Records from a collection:
____
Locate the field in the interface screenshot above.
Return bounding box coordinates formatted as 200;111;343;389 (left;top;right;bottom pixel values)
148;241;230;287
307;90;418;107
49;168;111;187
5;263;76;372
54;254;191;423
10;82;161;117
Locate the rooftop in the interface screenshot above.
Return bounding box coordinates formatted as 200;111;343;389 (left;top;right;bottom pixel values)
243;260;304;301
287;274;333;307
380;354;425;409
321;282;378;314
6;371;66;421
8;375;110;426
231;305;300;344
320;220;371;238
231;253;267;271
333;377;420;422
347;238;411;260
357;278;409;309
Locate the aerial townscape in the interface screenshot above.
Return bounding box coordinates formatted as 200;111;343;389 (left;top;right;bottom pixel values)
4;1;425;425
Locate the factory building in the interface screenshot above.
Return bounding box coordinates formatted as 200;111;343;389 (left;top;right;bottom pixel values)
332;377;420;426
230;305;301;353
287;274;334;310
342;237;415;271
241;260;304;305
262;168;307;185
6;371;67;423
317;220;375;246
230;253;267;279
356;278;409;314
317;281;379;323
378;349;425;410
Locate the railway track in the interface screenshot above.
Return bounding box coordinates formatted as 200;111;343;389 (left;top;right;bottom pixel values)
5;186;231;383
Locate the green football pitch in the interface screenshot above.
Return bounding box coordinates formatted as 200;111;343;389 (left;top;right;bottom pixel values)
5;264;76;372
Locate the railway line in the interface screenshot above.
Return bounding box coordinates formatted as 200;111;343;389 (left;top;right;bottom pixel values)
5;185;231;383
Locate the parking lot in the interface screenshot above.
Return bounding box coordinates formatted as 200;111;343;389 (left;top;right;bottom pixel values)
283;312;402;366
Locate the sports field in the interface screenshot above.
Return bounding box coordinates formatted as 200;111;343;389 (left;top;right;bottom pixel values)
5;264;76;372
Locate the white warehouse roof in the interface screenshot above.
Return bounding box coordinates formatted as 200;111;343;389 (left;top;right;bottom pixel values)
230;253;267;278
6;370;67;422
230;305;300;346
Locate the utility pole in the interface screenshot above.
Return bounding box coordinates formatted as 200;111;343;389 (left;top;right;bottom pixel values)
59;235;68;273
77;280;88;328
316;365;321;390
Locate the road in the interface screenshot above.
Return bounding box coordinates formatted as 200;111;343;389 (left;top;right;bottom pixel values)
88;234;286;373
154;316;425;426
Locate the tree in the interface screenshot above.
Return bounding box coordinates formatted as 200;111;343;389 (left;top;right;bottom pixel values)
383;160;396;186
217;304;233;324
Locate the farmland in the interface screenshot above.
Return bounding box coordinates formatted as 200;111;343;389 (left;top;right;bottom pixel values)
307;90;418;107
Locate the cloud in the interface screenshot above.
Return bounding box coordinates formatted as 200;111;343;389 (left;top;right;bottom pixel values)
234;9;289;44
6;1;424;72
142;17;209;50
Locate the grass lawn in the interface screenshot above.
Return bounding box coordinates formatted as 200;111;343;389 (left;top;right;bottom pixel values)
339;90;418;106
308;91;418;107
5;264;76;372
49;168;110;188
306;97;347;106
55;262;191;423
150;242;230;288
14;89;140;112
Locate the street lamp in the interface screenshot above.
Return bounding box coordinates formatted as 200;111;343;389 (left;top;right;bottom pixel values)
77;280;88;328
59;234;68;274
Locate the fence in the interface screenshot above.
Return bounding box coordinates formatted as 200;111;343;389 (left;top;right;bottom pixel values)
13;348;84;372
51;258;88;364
____
> _YOUR TASK_:
Number of lines with the string "railway" in the data above: report this figure and nothing more.

> _SOLUTION TO THIS PROBLEM_:
2